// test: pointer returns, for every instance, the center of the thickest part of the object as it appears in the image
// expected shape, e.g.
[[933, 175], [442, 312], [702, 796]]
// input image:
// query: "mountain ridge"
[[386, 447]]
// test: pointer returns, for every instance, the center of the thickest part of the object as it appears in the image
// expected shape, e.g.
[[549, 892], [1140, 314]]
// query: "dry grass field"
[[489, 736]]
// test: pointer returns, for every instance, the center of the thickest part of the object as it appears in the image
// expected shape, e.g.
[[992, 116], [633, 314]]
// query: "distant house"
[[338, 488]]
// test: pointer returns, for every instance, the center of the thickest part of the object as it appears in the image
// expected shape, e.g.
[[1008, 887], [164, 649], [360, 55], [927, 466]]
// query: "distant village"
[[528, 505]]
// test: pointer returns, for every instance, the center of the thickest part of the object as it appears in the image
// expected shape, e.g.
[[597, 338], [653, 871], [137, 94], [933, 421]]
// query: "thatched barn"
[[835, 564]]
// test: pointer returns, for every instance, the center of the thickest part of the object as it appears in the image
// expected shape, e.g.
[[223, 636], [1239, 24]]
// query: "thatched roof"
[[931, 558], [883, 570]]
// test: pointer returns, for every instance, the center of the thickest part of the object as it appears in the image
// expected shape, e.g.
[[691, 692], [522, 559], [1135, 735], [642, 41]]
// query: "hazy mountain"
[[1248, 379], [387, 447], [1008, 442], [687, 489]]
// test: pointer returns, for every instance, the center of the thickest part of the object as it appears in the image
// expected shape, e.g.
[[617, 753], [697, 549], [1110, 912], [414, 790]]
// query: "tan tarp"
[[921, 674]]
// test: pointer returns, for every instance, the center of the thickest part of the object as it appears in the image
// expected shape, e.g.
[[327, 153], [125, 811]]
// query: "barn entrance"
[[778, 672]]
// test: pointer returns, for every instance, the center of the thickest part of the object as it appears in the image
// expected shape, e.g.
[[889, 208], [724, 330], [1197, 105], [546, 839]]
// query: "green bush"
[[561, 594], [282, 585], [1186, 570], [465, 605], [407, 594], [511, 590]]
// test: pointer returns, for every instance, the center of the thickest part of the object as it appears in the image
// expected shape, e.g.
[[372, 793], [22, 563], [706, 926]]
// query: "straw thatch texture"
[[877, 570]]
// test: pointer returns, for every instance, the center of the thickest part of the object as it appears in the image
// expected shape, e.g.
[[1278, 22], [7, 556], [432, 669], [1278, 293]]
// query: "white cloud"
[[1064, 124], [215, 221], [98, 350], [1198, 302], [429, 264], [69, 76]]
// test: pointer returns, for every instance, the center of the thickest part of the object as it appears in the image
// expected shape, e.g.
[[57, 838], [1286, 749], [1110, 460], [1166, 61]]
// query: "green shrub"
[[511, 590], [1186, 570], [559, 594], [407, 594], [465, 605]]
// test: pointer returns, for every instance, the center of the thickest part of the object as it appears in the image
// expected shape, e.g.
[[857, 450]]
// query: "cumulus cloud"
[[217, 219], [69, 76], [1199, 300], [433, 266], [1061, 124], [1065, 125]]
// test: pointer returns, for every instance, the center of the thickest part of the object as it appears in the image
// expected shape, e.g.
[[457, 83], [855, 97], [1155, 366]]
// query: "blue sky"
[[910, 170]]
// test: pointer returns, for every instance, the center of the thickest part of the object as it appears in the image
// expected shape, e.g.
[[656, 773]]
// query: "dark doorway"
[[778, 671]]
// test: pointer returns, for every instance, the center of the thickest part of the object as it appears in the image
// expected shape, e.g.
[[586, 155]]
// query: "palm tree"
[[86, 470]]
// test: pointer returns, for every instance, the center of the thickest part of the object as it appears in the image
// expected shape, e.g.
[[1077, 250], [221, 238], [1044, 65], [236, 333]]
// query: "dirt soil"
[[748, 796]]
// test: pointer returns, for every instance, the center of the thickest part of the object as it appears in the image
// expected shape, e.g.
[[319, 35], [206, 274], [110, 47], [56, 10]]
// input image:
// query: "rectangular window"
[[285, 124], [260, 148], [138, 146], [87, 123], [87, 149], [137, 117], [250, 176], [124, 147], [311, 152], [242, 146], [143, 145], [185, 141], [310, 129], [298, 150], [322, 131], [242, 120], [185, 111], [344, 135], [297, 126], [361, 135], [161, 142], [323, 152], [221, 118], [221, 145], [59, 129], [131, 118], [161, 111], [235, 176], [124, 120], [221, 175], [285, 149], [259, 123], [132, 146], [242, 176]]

=======

> _TRY IT_:
Taking the records from the top, repeat each line exactly until you have repeated the line that contains "[[549, 892], [1140, 314]]".

> _SOLUTION_:
// test: pointer returns, for every instance, the center of the thickest part of the object as it appears in the image
// expected shape, e.g.
[[933, 175], [442, 312], [702, 796]]
// input image:
// query: "mountain ridge"
[[386, 447]]
// test: pointer returns, for every instance, the center of the thickest part of the object as it appears in the image
// expected shape, e.g.
[[549, 892], [1140, 314]]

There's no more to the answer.